Copy all of the rows below character for character, keeping every line in its original order.

┌──

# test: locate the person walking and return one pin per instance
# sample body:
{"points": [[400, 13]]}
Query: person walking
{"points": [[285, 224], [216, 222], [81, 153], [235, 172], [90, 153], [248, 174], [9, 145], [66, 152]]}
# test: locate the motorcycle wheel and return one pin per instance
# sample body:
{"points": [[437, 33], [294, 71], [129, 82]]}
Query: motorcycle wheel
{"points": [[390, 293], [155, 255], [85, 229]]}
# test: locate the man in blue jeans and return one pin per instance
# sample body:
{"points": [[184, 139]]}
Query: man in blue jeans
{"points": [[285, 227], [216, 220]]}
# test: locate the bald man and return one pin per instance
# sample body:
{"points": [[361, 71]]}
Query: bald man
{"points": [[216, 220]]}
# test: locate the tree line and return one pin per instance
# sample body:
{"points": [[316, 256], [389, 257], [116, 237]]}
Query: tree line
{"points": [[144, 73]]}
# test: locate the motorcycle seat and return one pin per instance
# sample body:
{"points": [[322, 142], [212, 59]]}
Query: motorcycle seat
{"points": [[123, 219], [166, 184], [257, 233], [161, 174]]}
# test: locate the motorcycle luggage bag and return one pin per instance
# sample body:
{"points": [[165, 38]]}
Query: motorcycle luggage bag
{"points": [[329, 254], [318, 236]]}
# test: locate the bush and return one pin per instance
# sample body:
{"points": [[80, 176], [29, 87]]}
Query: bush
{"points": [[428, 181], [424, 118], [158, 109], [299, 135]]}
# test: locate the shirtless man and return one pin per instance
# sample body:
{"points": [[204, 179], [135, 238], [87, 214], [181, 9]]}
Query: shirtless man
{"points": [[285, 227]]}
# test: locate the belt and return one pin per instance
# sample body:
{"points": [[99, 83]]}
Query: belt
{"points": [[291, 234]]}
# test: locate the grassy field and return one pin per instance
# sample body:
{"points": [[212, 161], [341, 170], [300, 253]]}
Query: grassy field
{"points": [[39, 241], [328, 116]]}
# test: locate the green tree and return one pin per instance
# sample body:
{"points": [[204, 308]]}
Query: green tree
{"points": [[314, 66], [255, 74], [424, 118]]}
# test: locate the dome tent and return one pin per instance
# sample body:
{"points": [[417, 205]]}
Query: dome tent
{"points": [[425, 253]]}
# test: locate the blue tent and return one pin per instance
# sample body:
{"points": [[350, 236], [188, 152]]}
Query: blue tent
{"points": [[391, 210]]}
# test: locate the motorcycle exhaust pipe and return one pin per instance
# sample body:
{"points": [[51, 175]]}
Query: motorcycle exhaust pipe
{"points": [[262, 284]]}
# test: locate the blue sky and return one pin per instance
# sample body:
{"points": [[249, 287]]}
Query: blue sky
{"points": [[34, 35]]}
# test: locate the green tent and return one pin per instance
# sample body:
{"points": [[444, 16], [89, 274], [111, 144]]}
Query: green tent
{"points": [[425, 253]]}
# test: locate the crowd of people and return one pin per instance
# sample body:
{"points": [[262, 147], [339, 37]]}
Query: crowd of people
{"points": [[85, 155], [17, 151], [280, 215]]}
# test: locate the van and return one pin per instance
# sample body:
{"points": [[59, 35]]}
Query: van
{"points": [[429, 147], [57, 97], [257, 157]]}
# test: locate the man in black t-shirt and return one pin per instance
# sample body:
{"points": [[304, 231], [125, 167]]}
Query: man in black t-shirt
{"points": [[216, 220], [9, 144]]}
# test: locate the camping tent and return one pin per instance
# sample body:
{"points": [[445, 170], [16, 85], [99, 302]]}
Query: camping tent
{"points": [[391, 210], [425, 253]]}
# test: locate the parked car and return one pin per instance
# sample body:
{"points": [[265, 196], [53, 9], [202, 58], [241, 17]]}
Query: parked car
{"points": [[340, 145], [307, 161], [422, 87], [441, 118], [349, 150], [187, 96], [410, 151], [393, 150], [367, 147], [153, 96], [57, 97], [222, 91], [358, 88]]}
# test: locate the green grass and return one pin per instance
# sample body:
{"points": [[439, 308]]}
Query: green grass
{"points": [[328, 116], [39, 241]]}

└──

SOLUTION FOR THIS EXERCISE:
# test: locate the person walking and return one pin per instance
# sample body:
{"points": [[400, 13]]}
Query: person walking
{"points": [[285, 224], [216, 222], [81, 153], [235, 172], [90, 153], [248, 174], [9, 145], [66, 152]]}
# test: locate the motorcycle wheel and return one pin per instance
# sample body:
{"points": [[437, 33], [294, 71], [129, 82]]}
Query: motorcycle wheel
{"points": [[390, 293], [155, 255], [85, 229]]}
# test: locate the man in blue jeans and return one pin per instance
# sample body:
{"points": [[184, 139]]}
Query: man in blue jeans
{"points": [[285, 227], [216, 220]]}
# test: locate the bald man and return one pin per instance
# sample body:
{"points": [[361, 71]]}
Query: bald man
{"points": [[216, 220]]}
# test: locate the tree line and return one pin per instance
# sample body:
{"points": [[316, 256], [389, 257], [116, 237]]}
Query: tree line
{"points": [[144, 73]]}
# test: locate the motorcycle seat and return one pin per instance
# sample body:
{"points": [[322, 142], [212, 59]]}
Query: motorcycle seat
{"points": [[123, 219], [166, 184], [257, 233], [161, 174]]}
# test: locate the motorcycle luggage bag and return one pin per instance
# sample body:
{"points": [[165, 38]]}
Query: motorcycle luggage bag
{"points": [[329, 254], [318, 236]]}
# test: locate the bush and return one pin per instance
# sample body:
{"points": [[80, 176], [29, 87]]}
Query: bush
{"points": [[428, 181], [424, 118], [158, 109], [299, 135]]}
# test: locate the shirtless man and return one pin per instance
# sample body:
{"points": [[204, 179], [135, 238], [87, 214], [181, 9]]}
Query: shirtless man
{"points": [[285, 227]]}
# test: locate the belt and return one pin per instance
# sample body:
{"points": [[99, 83]]}
Query: belt
{"points": [[291, 234]]}
# test: locate the grassy field and return one pin per instance
# sample body:
{"points": [[212, 161], [341, 170], [300, 253]]}
Query: grassy field
{"points": [[39, 241], [328, 116]]}
# test: locate the green tree and return one pin per instance
# sample body:
{"points": [[204, 308]]}
Query: green tree
{"points": [[314, 66], [255, 74], [424, 118]]}
# test: locate the dome tent and return one pin per instance
# sample body:
{"points": [[417, 205]]}
Query: dome tent
{"points": [[425, 253]]}
# test: locate the blue tent and return one pin per instance
# sample body:
{"points": [[350, 236], [188, 152]]}
Query: blue tent
{"points": [[391, 210]]}
# test: locate the motorcycle exhaust pipe and return one pin per instance
# sample body:
{"points": [[51, 175]]}
Query: motorcycle exhaust pipe
{"points": [[262, 284]]}
# test: locate the blue sky and return one pin per instance
# sample body:
{"points": [[249, 287]]}
Query: blue sky
{"points": [[34, 35]]}
# test: locate the green tent and return one pin per instance
# sample body:
{"points": [[444, 16], [89, 274], [111, 144]]}
Query: green tent
{"points": [[425, 253]]}
# test: locate the crowd of people and return one pin per instance
# sample body:
{"points": [[262, 147], [339, 37]]}
Query: crowd of people
{"points": [[85, 155], [17, 151], [280, 215]]}
# test: locate the van and return one pin per instance
# sample body:
{"points": [[59, 35]]}
Query: van
{"points": [[429, 147], [57, 97], [257, 157]]}
# test: locate the man in black t-shirt and return one pin per instance
# sample body:
{"points": [[304, 231], [125, 167]]}
Query: man in black t-shirt
{"points": [[216, 220], [9, 144]]}
# test: locate the camping tent and return one pin per instance
# sample body:
{"points": [[445, 170], [16, 85], [99, 302]]}
Query: camping tent
{"points": [[391, 210], [425, 253]]}
# test: locate the parked car and return one pin per instance
# sample body:
{"points": [[265, 196], [53, 9], [202, 58], [241, 17]]}
Query: parked car
{"points": [[340, 145], [307, 161], [422, 87], [441, 118], [349, 150], [187, 96], [410, 151], [393, 150], [367, 147], [153, 96], [57, 97], [222, 91], [358, 88]]}
# test: locate the green grass and return one pin per instance
# sample body:
{"points": [[439, 308]]}
Query: green grass
{"points": [[328, 116], [39, 241]]}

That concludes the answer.